After all my fretting and pontificating lately about the small size of cinema audiences recently, it was a bit of a surprise to turn up to the first afternoon show of 2024 and find it well on the way to selling out – more than just nicely full, we were at the 'having to either see the film from the extreme ends of the front few rows or sit next to a complete stranger' level of capacity. I suppose I shouldn't grumble too much about this, but the little tables on the end of the armrests just represent another place for the time-honoured battle for dominance to play out – the old 'which cup holder is yours?' question writ very slightly larger.

The film we were there to actually see was Hayao Miyazaki's The Boy and the Heron, which – to the initiated at least – goes some way to explaining why the place was so full. Miyazaki is synonymous with Studio Ghibli, the revered Japanese animation house responsible for such classic (and regularly revived) movies as Spirited Away, My Neighbour Totoro, Princess Mononoke, Grave of the Fireflies, and so on. It's fatuous and not entirely accurate to describe Ghibli as the Japanese equivalent of Disney, but hey, what do you know, I just pretty much did even without really meaning to: their films have a devoted international following and many iconic elements – most of which duly appear in The Boy and the Heron.

-----

CHALLENGE 1: Summarize the film review excerpt in two sentences.

-----

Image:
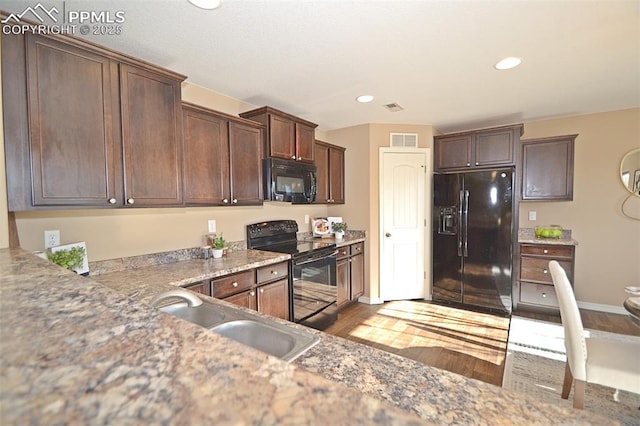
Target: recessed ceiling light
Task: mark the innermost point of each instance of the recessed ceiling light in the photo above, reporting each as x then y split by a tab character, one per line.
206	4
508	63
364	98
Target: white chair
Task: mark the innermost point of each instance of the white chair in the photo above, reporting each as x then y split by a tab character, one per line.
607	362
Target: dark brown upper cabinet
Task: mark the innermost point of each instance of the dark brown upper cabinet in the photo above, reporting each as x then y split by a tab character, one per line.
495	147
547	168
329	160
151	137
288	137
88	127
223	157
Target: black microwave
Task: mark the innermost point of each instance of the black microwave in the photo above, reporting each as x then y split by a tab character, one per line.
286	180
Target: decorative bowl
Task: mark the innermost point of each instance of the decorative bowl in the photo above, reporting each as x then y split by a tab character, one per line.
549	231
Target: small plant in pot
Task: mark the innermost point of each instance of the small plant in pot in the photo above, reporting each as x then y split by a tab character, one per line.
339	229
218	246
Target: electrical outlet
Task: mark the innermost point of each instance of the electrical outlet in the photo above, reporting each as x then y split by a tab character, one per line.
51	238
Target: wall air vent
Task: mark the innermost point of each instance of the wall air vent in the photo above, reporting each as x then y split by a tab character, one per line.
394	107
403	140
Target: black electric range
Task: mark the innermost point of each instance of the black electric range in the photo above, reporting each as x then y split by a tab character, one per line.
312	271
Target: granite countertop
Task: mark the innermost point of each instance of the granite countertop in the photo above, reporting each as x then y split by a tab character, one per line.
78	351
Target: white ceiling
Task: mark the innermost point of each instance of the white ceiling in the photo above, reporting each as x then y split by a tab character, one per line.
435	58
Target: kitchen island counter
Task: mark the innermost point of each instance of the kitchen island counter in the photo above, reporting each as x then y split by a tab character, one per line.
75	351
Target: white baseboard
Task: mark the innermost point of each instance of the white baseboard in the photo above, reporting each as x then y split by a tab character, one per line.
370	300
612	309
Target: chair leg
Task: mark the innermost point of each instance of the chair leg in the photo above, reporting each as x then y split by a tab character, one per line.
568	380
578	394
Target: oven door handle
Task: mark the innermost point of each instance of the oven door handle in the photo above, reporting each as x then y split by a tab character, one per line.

-----

CHALLENGE 2: Format the stretch of the records from the line containing "Target: white baseboard" through the end of the records as a JSON list of strings, one per line, leaving out blank lines.

FINISHED ANSWER 1: Despite recent worries about small cinema audiences, the writer found the first afternoon show of 2024 close to selling out, with the armrest tables becoming one more spot to compete over. The film was Hayao Miyazaki's The Boy and the Heron, and Miyazaki is synonymous with Studio Ghibli, whose films have a devoted international following and many iconic elements, most of which appear in this one.

FINISHED ANSWER 2:
[
  "Target: white baseboard",
  "Task: mark the innermost point of each instance of the white baseboard in the photo above, reporting each as x then y split by a tab character, one per line.",
  "370\t300",
  "612\t309",
  "Target: chair leg",
  "Task: mark the innermost point of each instance of the chair leg in the photo above, reporting each as x then y split by a tab character, one per line.",
  "568\t380",
  "578\t394",
  "Target: oven door handle",
  "Task: mark the innermost point of each instance of the oven door handle in the photo above, reporting each as x then y split by a tab character, one per line."
]